▸ Prompt
Render everything from the start of the material down to and including the line containing "pixel 355 652" as a numbered list, with blank lines dropped and the pictures left out.
>> Begin Data section
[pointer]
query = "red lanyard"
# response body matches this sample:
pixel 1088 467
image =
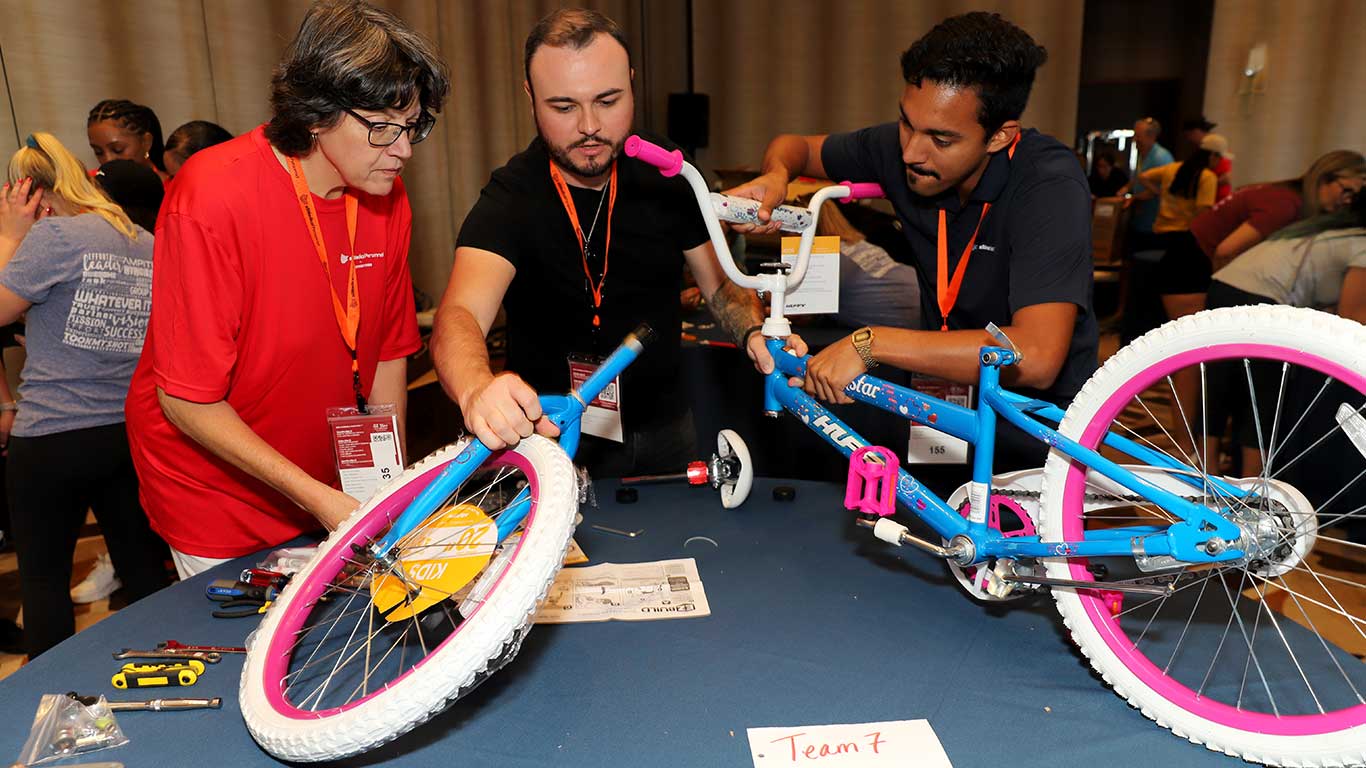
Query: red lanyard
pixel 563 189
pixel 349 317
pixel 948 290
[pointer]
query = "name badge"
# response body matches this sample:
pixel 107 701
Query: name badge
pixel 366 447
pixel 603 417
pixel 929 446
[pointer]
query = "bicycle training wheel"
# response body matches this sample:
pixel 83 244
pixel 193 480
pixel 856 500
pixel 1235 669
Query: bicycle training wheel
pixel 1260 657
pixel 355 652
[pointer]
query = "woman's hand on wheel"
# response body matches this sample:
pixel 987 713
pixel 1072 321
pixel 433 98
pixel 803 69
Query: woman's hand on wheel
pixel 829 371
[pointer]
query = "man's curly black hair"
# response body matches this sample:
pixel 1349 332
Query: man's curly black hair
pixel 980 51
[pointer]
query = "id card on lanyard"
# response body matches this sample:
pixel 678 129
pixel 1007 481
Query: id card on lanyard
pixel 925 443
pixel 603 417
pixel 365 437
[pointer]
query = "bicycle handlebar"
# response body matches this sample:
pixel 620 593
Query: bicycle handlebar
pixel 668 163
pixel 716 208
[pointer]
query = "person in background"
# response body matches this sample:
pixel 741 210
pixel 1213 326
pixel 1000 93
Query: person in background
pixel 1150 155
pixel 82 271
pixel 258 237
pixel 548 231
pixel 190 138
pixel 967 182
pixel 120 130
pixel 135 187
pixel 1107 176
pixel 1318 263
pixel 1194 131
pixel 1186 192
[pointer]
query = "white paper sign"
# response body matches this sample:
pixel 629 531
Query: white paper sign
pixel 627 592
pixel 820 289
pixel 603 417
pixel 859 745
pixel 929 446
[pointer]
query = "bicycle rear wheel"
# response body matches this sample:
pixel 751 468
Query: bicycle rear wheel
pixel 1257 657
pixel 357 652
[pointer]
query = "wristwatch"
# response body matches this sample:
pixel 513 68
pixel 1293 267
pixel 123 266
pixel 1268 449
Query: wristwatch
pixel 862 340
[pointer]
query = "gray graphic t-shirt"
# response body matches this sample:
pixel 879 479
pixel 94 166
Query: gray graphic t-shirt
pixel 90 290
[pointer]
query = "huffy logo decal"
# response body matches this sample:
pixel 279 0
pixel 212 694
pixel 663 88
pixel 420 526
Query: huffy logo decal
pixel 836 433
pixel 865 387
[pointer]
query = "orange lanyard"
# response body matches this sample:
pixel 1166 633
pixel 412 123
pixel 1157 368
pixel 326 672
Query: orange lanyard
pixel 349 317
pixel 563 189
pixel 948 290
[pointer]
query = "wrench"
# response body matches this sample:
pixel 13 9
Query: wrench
>> End Data section
▸ Finished answer
1. [pointer]
2. query = "red lanyard"
3. # response body matches this sample:
4. pixel 1088 467
5. image =
6. Query: red lanyard
7. pixel 563 189
8. pixel 349 317
9. pixel 948 290
10. [pointer]
11. query = "name badge"
12. # response body matches this sample:
13. pixel 107 701
14. Query: name badge
15. pixel 366 447
16. pixel 603 417
17. pixel 929 446
18. [pointer]
19. query = "bicycle training wheel"
20. # response body matches this sample:
21. pixel 83 244
22. pixel 193 480
23. pixel 856 500
24. pixel 1235 669
25. Query: bicycle training wheel
26. pixel 1260 657
27. pixel 355 652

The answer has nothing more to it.